[Begin]
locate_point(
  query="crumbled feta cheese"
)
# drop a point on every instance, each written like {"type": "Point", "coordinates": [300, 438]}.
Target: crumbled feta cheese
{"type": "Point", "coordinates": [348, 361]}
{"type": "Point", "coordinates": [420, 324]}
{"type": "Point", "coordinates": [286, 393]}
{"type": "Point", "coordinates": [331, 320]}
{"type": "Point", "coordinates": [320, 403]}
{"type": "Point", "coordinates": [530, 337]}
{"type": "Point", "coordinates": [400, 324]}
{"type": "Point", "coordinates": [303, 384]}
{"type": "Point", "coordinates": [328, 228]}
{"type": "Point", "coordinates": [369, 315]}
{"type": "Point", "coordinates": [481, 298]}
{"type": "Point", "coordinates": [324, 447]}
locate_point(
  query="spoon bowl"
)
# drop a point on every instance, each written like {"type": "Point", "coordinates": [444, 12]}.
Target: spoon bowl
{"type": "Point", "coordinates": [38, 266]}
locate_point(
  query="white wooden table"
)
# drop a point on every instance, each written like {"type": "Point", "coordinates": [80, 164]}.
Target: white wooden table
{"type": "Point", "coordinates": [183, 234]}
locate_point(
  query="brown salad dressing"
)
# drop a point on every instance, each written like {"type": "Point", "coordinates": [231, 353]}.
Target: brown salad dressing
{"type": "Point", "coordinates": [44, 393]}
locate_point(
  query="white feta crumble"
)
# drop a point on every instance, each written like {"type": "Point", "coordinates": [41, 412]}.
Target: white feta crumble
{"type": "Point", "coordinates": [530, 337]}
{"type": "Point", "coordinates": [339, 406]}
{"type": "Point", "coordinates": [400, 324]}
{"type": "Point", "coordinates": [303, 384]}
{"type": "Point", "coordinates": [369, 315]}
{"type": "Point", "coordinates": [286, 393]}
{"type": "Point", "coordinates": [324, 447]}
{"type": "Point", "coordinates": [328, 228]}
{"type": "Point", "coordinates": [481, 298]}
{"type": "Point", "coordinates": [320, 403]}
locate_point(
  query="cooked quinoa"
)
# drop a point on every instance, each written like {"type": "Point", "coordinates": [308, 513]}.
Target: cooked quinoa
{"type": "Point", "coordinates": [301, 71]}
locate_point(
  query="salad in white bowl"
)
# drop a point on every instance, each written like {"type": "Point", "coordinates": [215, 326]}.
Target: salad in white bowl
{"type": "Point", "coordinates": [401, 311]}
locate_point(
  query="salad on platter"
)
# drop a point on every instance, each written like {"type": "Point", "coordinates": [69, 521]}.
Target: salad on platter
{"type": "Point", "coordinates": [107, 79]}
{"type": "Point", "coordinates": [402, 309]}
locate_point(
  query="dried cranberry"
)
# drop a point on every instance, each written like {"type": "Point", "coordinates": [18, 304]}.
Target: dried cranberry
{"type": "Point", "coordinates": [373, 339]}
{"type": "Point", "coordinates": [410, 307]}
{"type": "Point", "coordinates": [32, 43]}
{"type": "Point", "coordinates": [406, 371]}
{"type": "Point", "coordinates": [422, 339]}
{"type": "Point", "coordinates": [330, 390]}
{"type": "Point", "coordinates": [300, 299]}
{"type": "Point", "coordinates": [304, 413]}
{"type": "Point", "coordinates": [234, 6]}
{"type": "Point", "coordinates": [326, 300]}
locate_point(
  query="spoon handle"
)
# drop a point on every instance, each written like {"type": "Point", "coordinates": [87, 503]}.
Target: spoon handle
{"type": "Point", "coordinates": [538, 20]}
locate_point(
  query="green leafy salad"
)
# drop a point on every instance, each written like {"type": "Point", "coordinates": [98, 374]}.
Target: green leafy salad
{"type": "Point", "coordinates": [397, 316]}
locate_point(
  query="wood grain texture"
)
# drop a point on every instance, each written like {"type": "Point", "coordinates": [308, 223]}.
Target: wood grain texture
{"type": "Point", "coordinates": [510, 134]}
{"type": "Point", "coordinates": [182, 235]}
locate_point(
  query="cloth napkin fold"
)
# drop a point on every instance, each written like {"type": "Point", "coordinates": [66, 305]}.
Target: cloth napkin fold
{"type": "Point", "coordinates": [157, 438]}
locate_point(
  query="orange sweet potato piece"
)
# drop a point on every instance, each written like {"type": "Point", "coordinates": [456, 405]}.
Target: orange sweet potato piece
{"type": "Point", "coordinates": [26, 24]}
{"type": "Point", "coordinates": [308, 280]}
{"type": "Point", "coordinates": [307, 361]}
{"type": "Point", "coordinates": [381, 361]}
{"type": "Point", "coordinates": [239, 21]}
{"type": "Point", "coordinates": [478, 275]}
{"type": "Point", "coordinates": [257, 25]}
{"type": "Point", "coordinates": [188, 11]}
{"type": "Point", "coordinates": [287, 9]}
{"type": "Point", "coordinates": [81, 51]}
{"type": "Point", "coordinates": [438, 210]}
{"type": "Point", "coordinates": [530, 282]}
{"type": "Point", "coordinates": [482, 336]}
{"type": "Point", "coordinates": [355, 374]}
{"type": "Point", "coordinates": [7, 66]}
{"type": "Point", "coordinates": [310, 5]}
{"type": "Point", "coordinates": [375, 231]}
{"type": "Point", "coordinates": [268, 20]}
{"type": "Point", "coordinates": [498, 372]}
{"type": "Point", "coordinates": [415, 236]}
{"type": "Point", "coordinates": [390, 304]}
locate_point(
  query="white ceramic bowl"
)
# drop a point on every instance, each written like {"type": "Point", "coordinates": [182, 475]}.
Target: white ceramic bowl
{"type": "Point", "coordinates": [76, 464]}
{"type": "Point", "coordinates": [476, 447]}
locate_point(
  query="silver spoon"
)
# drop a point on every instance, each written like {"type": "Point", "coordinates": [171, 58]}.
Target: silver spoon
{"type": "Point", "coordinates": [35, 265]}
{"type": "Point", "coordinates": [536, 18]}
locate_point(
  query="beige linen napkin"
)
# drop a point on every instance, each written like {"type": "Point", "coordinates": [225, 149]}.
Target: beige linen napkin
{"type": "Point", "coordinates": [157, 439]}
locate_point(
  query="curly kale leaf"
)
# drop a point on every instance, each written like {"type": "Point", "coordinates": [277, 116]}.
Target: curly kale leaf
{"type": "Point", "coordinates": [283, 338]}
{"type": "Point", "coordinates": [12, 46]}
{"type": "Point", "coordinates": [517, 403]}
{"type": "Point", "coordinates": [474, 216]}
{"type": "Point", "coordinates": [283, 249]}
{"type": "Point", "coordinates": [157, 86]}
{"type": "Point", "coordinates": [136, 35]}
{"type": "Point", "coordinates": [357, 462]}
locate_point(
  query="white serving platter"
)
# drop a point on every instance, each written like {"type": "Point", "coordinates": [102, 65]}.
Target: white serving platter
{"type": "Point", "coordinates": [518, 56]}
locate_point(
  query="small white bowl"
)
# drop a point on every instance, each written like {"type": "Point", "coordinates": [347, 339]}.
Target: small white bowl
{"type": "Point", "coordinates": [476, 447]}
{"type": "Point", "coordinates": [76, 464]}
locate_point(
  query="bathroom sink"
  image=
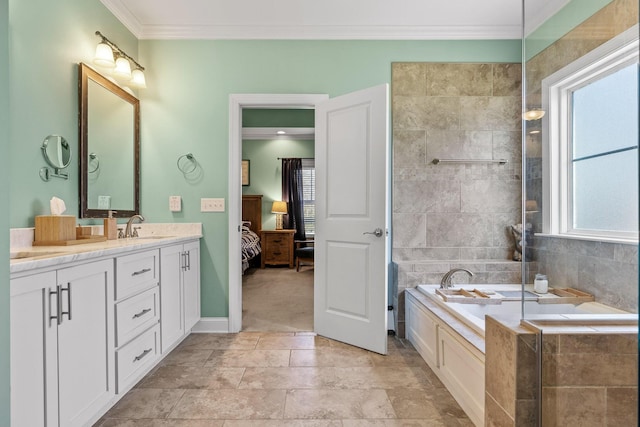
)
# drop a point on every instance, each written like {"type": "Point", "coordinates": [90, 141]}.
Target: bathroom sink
{"type": "Point", "coordinates": [152, 237]}
{"type": "Point", "coordinates": [32, 254]}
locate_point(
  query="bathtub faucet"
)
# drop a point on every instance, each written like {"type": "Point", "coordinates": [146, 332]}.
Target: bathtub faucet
{"type": "Point", "coordinates": [445, 283]}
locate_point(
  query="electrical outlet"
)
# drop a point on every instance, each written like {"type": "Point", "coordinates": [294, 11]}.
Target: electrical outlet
{"type": "Point", "coordinates": [211, 205]}
{"type": "Point", "coordinates": [175, 203]}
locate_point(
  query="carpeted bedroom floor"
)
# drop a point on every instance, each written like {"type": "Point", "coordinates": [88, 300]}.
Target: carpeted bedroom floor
{"type": "Point", "coordinates": [277, 299]}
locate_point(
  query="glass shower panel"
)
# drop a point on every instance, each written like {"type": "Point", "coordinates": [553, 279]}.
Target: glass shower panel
{"type": "Point", "coordinates": [557, 33]}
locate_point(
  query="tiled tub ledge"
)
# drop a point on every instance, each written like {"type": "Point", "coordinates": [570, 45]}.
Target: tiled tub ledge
{"type": "Point", "coordinates": [414, 272]}
{"type": "Point", "coordinates": [501, 354]}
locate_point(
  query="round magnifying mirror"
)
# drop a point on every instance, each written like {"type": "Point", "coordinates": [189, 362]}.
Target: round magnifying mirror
{"type": "Point", "coordinates": [56, 151]}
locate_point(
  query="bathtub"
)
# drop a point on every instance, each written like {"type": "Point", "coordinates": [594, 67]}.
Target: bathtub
{"type": "Point", "coordinates": [473, 314]}
{"type": "Point", "coordinates": [450, 336]}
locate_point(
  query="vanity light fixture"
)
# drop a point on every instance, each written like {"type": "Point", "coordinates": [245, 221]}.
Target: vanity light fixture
{"type": "Point", "coordinates": [533, 114]}
{"type": "Point", "coordinates": [105, 53]}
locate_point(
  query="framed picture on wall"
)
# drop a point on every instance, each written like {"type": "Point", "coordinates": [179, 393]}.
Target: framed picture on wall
{"type": "Point", "coordinates": [245, 172]}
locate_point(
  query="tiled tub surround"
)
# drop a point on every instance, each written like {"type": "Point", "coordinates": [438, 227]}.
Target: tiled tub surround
{"type": "Point", "coordinates": [607, 270]}
{"type": "Point", "coordinates": [589, 375]}
{"type": "Point", "coordinates": [497, 385]}
{"type": "Point", "coordinates": [454, 214]}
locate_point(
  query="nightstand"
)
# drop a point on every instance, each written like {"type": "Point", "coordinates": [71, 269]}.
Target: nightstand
{"type": "Point", "coordinates": [277, 247]}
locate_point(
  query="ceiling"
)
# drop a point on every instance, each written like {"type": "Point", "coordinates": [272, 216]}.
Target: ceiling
{"type": "Point", "coordinates": [323, 19]}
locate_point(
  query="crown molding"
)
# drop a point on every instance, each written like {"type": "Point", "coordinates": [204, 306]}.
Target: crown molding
{"type": "Point", "coordinates": [270, 133]}
{"type": "Point", "coordinates": [326, 32]}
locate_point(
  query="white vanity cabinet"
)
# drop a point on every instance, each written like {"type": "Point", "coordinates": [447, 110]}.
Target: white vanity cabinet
{"type": "Point", "coordinates": [179, 291]}
{"type": "Point", "coordinates": [137, 316]}
{"type": "Point", "coordinates": [62, 341]}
[End]
» THE EXERCISE: List each line of the entries above that contains the word "dressing", matching case exactly.

» FINAL ANSWER:
  query="brown salad dressing"
Target: brown salad dressing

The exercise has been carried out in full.